From the people who brought you Achievement Unlocked, there is also the perhaps even funnier Upgrade Complete. This is an up-scrolling 2D space shooter, in which you can buy upgrades. Upgrades that make your ship better. Upgrades that enable more options in the menu. Upgrades that add music, or a mute button, or copyright text, or better graphics. Fantastic stuff, and of course another send-up of a familiar, effective and yet mostly empty form of game design.

The best thing about the game is that you need 0 skill to get through its 20 levels: whether you win a level depends perhaps for 10% on your skill, and for 90% on your upgrades. Which is as it should be in a game like this, but which is also frighteningly close to the reality of, let's say, many MMORPGs.

Desktop Dungeons

A blog post by Andrew Plotkin made me download Desktop Dungeons. Unfortunately only for Windows and OS X, and it doesn't run well under Wine -- but on the other hand, perhaps that is good, because that way it cannot tempt me away from doing productive things when I'm booted into Ubuntu.

This is a fantastic little game: a one-screen (mostly) deterministic rogue-like with stationary monsters. Can that work? Yes, it works perfectly, and the range of tactics made possible by only a small amount of differences between the races and classes can serve as an inspiration to all prospective designers of tactical combat games.

(By the way, it is pretty trivial to turn ATTACK into a deterministic combat system. I'll try to add this to the documentation for the next release.)

Starcraft 2

This is the game that has been eating most of my gaming time over the past few months (though I am deceasing this). It is, of course, brilliant. If you like RTS at all, you ought to play Starcraft 2. Both the single player campaing and the multiplayer experience are incredibly polished and well thought-out. The game is not very innovative (to say the least), but perfecting an old design can be a perfectly respectable thing to do.

One thing that makes me sad, however, is how tactical (rather than strategical) the game is. You will spend most of your time and mental capacity on controlling small groups of units and keeping track of the many details of your base, and very little on large-scale strategic decision making. This makes me sad because in games like these I prefer strategy over tactics. Supreme Commander, though evidently less well-designed than Starcraft 2, is in principle much nearer to the RTS game of my dreams.

There seems to be little hope of that RTS of my dreams materialising, though.


 This Diablo-like game has gotten very good reviews, and I can understand why: accessible, friendly, easy to look at, fast-paced but with as much down-time as you wish. But you're mostly just clicking on things. Great game when you are feeling mentally exhausted, but a bit empty when played in any other state of mind.

Wednesday, February 16, 2011

Braid: I persevered.

First, there was the phase of frustration and despair.
This was the phase of bafflement and anger.
Finally, I got to the phase of careful reflection.

————

- [Tasks to perform]:
[1] Reproduce the passage on video games word for word, starting with "This is a fantastic" and going on through "the next release.)".
[2] Carry on writing the passage on video games from its final sentence.
The items after this point come from a different source than the passage on video games.

Excerpts taken from a dataset
————

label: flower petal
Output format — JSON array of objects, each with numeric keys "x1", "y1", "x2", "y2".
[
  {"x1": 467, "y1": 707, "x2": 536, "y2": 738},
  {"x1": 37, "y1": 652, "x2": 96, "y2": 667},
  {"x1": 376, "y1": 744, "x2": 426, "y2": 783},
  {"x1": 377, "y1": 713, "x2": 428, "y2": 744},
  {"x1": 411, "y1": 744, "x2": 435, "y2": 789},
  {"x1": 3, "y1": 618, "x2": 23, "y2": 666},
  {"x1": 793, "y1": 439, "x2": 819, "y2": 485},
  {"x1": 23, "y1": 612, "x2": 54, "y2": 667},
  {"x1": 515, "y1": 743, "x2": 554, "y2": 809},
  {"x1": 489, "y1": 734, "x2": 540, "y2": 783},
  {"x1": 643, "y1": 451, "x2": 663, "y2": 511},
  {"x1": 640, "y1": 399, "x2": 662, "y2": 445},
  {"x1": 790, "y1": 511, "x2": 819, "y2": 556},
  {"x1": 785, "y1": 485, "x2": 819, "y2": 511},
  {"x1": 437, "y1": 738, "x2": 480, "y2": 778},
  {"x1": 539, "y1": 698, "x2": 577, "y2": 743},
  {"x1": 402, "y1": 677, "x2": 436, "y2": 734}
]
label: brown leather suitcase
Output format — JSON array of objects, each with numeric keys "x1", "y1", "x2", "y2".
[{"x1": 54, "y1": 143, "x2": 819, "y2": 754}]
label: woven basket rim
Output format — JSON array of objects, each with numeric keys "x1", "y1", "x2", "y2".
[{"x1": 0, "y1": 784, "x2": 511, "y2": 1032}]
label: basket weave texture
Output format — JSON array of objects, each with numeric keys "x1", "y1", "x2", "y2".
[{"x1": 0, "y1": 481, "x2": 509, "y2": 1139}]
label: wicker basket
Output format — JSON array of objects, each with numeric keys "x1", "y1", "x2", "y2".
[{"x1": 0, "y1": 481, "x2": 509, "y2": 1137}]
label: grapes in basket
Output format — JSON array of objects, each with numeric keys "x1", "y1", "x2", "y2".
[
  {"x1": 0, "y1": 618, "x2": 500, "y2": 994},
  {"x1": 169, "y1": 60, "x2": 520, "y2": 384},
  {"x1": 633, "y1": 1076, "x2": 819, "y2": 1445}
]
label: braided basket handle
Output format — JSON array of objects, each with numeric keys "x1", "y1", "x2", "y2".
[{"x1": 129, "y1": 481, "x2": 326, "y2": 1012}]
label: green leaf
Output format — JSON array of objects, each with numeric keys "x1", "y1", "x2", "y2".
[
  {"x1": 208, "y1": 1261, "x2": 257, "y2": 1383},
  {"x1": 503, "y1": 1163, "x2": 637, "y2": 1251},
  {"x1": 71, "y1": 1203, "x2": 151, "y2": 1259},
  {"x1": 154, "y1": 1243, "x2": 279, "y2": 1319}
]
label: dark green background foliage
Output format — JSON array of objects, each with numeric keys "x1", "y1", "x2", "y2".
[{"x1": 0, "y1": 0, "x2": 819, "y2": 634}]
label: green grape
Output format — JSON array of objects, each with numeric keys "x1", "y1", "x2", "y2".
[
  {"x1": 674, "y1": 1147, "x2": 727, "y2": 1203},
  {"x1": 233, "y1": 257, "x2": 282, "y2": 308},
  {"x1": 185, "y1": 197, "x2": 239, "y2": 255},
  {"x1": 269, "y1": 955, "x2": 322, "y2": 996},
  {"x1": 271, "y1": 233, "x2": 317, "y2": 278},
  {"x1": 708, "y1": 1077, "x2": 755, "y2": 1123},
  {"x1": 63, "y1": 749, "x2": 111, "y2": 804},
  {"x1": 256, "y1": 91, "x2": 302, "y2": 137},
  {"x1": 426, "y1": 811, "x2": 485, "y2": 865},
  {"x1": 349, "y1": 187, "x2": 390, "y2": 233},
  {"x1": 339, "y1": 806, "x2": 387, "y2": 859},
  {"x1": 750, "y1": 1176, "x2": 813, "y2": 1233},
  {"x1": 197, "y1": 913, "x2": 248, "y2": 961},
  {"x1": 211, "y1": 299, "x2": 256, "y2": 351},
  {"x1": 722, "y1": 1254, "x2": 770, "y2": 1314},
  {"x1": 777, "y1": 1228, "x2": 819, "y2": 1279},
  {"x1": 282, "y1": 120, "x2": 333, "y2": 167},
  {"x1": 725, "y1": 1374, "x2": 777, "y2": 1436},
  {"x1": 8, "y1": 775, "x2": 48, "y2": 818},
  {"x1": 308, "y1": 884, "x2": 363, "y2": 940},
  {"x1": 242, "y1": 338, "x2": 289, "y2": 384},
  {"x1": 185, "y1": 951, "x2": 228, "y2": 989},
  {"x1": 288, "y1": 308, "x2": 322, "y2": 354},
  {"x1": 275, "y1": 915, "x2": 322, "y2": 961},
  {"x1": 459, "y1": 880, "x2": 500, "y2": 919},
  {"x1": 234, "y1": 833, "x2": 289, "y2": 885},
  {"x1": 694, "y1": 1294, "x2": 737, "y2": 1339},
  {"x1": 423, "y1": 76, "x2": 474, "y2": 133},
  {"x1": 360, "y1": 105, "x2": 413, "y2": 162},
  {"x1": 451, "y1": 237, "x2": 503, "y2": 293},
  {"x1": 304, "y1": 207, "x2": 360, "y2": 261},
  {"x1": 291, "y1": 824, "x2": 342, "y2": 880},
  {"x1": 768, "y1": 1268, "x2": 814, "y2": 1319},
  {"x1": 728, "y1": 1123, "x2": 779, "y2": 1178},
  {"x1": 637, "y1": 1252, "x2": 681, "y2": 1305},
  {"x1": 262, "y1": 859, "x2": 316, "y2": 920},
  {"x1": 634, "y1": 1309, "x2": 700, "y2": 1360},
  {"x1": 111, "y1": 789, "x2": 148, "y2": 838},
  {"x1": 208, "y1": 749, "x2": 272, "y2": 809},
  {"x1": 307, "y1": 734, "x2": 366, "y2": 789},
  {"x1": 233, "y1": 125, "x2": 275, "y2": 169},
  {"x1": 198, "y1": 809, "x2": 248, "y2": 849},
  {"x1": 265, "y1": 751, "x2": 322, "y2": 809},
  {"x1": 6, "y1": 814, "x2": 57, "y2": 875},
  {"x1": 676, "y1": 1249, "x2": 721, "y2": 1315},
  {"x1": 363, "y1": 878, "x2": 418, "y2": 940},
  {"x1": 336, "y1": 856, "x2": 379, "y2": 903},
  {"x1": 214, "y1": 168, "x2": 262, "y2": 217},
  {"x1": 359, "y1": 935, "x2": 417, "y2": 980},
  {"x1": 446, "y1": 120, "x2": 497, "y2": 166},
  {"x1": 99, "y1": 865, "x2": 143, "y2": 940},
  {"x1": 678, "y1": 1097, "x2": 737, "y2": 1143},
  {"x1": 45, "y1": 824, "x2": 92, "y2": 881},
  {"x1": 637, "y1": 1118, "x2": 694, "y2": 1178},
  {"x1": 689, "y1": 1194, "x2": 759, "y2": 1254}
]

————

- [Responses in order]:
[1]
This is a fantastic little game: a one-screen (mostly) deterministic rogue-like with stationary monsters. Can that work? Yes, it works perfectly, and the range of tactics made possible by only a small amount of differences between the races and classes can serve as an inspiration to all prospective designers of tactical combat games.

(By the way, it is pretty trivial to turn ATTACK into a deterministic combat system. I'll try to add this to the documentation for the next release.)

[2]
Special message: There are apparently a lot of people for whom playing Braid was a positive emotional experience. That's great. But if that's the case, you may not want to hear someone venting his Braid-hate, in much the same way that you do not want to hear someone saying bad things about your lover. If that describes you, you should skip this post. I am going to vent my hate. This is not going to be a very rational analysis. It's therapy. It's frustration. There will be arguments, but there will also be rhetoric. You were warned.

I persevered... and almost wish I hadn't. That was it? This "revelation", and these pieces of completely disconnected, meaningless prose were what I endured all those keyboard-smashing moments of frustration for?

Don't let anyone tell you that the game is "easy", and more about "puzzles" than about "platforming". It's not. It's full of nasty platforming moments. That supposedly great final level with the nanosecond-tight timing for jumping on some ugly brown guy three times, pulling a lever, and then jumping down just in front of another guy so you can sneak through a small passage unharmed before the fire gets you -- that was what made me want to hit Jonathan Blow most. The "elevator action" (or whatever) level where you have to drop a ring, jump on a falling ladder and climb up all during the one second that you are still glowing green is a good runner up. And there are so many more.

And the puzzles! Some were really good. There were a couple of excellent levels, where I actually had fun. But there were so many other levels where finding the solution required you to somehow intuit what the unexplained rules of the game were. For instance, that same "elevator action" level has platforms that make you glow green. In previous levels, platforms that made you glow green were immune to time running back. In this level, they are not. Why? Nobody knows. How you are supposed to know this is unclear. These puzzles are not to be solved through thinking, but through trial and error.

The most egregious example of this lack of information is the level where you have to grab a key your shadow is holding as he falls into a spiked pit. Absolutely nothing in the game has suggested that you can grab a key someone else is holding -- in fact, I'm almost certain you can not grab a key held by a monster and they cannot grab a key held by you. (In both cases, one must first kill the other person.) So how can this puzzle be solved except by divine inspiration? Well, by reading a walkthrough.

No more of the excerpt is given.